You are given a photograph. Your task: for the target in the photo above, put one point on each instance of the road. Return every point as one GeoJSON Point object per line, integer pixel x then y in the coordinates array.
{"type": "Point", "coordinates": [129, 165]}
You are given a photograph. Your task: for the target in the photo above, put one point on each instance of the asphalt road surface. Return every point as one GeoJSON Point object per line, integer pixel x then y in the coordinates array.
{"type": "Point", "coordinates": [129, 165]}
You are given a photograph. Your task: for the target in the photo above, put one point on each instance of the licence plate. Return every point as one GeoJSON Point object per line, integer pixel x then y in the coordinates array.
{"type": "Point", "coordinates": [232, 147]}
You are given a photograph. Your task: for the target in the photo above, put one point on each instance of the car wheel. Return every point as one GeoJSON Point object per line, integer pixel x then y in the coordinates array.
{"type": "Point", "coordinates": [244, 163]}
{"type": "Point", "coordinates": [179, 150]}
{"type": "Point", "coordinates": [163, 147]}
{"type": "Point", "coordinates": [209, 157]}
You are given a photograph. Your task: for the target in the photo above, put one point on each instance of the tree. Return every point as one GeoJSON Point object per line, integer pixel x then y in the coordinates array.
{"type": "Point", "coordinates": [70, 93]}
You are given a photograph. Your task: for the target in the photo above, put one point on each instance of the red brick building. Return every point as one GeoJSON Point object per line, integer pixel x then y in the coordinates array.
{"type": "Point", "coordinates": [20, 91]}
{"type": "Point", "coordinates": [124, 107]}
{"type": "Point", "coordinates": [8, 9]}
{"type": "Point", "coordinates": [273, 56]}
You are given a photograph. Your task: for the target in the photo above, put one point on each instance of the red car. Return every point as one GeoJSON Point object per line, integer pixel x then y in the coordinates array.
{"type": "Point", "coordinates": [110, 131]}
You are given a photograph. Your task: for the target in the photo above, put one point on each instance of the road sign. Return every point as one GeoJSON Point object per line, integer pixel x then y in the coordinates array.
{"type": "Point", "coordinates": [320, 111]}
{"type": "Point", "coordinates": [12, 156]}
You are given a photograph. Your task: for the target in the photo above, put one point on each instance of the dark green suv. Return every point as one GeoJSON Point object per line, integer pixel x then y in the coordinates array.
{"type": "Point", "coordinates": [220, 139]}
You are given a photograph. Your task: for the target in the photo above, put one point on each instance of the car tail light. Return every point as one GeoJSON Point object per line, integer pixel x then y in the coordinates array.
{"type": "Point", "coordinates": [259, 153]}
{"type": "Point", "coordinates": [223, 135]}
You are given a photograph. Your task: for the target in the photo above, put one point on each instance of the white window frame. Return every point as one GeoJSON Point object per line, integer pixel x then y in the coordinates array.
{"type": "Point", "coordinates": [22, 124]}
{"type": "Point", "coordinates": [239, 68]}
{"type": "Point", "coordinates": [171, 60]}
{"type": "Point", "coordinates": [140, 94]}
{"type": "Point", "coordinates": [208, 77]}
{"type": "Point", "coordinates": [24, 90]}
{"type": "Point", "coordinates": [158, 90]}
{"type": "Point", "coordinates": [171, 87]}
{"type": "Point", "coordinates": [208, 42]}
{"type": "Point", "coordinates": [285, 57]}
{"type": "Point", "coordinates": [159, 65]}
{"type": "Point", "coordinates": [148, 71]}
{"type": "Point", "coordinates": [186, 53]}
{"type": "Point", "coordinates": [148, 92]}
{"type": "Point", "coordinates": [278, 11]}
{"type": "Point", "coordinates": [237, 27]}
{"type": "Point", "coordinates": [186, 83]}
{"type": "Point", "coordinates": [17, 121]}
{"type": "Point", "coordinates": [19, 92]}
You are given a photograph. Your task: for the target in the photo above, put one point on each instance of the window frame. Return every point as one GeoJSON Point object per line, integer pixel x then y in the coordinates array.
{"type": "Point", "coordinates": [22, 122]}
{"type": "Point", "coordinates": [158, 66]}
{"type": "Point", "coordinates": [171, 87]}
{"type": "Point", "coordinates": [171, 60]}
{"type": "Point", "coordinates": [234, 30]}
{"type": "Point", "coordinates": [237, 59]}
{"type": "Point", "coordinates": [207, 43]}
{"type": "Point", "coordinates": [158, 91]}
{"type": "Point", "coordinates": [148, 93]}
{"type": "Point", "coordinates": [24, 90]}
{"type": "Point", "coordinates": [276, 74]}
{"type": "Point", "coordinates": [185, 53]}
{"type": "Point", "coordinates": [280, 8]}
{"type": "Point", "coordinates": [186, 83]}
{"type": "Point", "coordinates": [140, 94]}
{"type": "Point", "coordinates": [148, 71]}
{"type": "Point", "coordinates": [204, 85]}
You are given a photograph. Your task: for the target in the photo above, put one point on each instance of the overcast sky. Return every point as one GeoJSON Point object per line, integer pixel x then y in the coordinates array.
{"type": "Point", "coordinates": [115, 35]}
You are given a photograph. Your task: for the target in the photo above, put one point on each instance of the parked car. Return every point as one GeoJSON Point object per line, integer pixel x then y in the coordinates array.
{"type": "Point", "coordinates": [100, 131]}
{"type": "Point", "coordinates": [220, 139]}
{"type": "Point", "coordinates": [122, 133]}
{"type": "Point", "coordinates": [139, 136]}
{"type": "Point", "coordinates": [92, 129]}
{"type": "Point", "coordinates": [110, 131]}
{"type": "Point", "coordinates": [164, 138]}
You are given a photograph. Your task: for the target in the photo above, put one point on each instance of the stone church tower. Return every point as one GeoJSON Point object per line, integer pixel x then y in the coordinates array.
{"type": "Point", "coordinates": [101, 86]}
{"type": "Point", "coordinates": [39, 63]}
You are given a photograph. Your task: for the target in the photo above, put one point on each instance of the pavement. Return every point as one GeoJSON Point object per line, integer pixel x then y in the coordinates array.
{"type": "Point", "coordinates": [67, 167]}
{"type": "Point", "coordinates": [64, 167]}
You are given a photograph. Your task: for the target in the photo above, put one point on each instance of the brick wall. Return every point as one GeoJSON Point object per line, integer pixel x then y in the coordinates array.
━━━━━━━━━━━━━━━━
What you will do
Copy the listing above. Match every line exactly.

Output below
You are given a photograph. Your task: for the target in the photo above, put one point on each instance of the road. Return every point as one GeoJSON Point object per line, integer pixel x then y in the coordinates array.
{"type": "Point", "coordinates": [129, 165]}
You are given a photograph. Your task: for the target in the photo above, put one point on each instance of the asphalt road surface. Return every point as one GeoJSON Point object per line, integer pixel x then y in the coordinates array.
{"type": "Point", "coordinates": [129, 165]}
You are given a photograph. Your task: for the target in the photo above, put one point on each instance of the licence plate. Return every point as one GeoJSON Point object per line, integer pixel x then y in the coordinates array.
{"type": "Point", "coordinates": [232, 147]}
You are given a photograph. Your task: for the target in the photo above, put one point on each instance of the car wheel. Return every point as one GeoJSON Point object per line, integer pixel x then y in the coordinates array.
{"type": "Point", "coordinates": [244, 163]}
{"type": "Point", "coordinates": [179, 150]}
{"type": "Point", "coordinates": [163, 147]}
{"type": "Point", "coordinates": [209, 157]}
You are given a photograph. Your task: for the target in the photo above, put one point on each instance of the tree. Return every point as one GeoJSON Point object per line, integer pixel x then y in the coordinates array.
{"type": "Point", "coordinates": [70, 93]}
You are given a photograph. Your task: for the target in the photo above, put one point on each instance of the red brick building. Return every point as one GeoJSON Point object per line, integer pixel x then y in the coordinates array.
{"type": "Point", "coordinates": [20, 91]}
{"type": "Point", "coordinates": [124, 107]}
{"type": "Point", "coordinates": [8, 9]}
{"type": "Point", "coordinates": [273, 56]}
You are given a photograph. Your task: for the target in the photo above, put one point on each instance of the red car. Return every point as one GeoJSON Point object per line, integer pixel x then y in the coordinates array.
{"type": "Point", "coordinates": [110, 131]}
You are given a photograph. Your task: for the target in the photo above, put one point on each instance of the road sign. Return every point as one GeoJSON Point object per line, integer pixel x then y in the coordinates array.
{"type": "Point", "coordinates": [320, 111]}
{"type": "Point", "coordinates": [12, 156]}
You are given a photograph. Your task: for the target in the photo above, put one point on each instance of the dark green suv. Return every point as one GeoJSON Point object per line, integer pixel x then y in the coordinates array.
{"type": "Point", "coordinates": [220, 139]}
You are given a photograph. Your task: for the target in the photo above, put one point on each instance of the car tail light. Return every point as one GeoJSON Point object per line, integer pixel x then y in the coordinates array.
{"type": "Point", "coordinates": [259, 153]}
{"type": "Point", "coordinates": [223, 135]}
You are given a photograph. Your task: for the target in the photo above, put one point on each instance of the white window frame. Return every point as one GeoJSON Point object per line, integer pixel x then y in the coordinates array.
{"type": "Point", "coordinates": [22, 124]}
{"type": "Point", "coordinates": [239, 68]}
{"type": "Point", "coordinates": [171, 60]}
{"type": "Point", "coordinates": [140, 94]}
{"type": "Point", "coordinates": [208, 77]}
{"type": "Point", "coordinates": [24, 90]}
{"type": "Point", "coordinates": [158, 90]}
{"type": "Point", "coordinates": [171, 87]}
{"type": "Point", "coordinates": [208, 42]}
{"type": "Point", "coordinates": [285, 57]}
{"type": "Point", "coordinates": [159, 65]}
{"type": "Point", "coordinates": [148, 71]}
{"type": "Point", "coordinates": [186, 53]}
{"type": "Point", "coordinates": [148, 92]}
{"type": "Point", "coordinates": [278, 11]}
{"type": "Point", "coordinates": [237, 27]}
{"type": "Point", "coordinates": [186, 83]}
{"type": "Point", "coordinates": [17, 121]}
{"type": "Point", "coordinates": [19, 92]}
You are given a photograph. Your task: for the target in the photo above, put one point on each instance of the window frame. Return every point as one GeoJSON Point object per line, integer pixel x then y in the coordinates array.
{"type": "Point", "coordinates": [22, 122]}
{"type": "Point", "coordinates": [158, 66]}
{"type": "Point", "coordinates": [171, 87]}
{"type": "Point", "coordinates": [171, 60]}
{"type": "Point", "coordinates": [234, 30]}
{"type": "Point", "coordinates": [237, 59]}
{"type": "Point", "coordinates": [207, 43]}
{"type": "Point", "coordinates": [158, 91]}
{"type": "Point", "coordinates": [148, 93]}
{"type": "Point", "coordinates": [24, 90]}
{"type": "Point", "coordinates": [276, 74]}
{"type": "Point", "coordinates": [185, 53]}
{"type": "Point", "coordinates": [280, 8]}
{"type": "Point", "coordinates": [186, 83]}
{"type": "Point", "coordinates": [140, 94]}
{"type": "Point", "coordinates": [148, 71]}
{"type": "Point", "coordinates": [204, 85]}
You are given a photograph. Your task: for the target in the photo above, put one point on each instance of the overcast sky. Return every point as one GeoJSON Point object per line, integer pixel x then y in the coordinates array.
{"type": "Point", "coordinates": [115, 35]}
You are given a photograph. Your task: for the target in the photo above, put one point on each instance of the parked car. Return every point as one GeoJSON Point object per line, integer pixel x then y in the coordinates array.
{"type": "Point", "coordinates": [100, 131]}
{"type": "Point", "coordinates": [220, 139]}
{"type": "Point", "coordinates": [122, 133]}
{"type": "Point", "coordinates": [139, 136]}
{"type": "Point", "coordinates": [92, 129]}
{"type": "Point", "coordinates": [110, 131]}
{"type": "Point", "coordinates": [164, 138]}
You are given a photograph. Your task: for the target in the photo above, put one point on each instance of the stone church tower. Return every point as one GeoJSON Point object per line, integer pixel x then y in the coordinates array.
{"type": "Point", "coordinates": [101, 86]}
{"type": "Point", "coordinates": [39, 63]}
You are given a photograph. Your task: for the target in the photo above, put one point on each instance of the pavement. Return every point as one GeoJSON Point object per line, integer pixel x then y in the coordinates array.
{"type": "Point", "coordinates": [67, 167]}
{"type": "Point", "coordinates": [64, 167]}
You are given a photograph. Your task: for the target in the photo above, put one point on each instance of the brick wall. Return every point as one GeoJSON Point object per line, integer pixel x then y in the coordinates array.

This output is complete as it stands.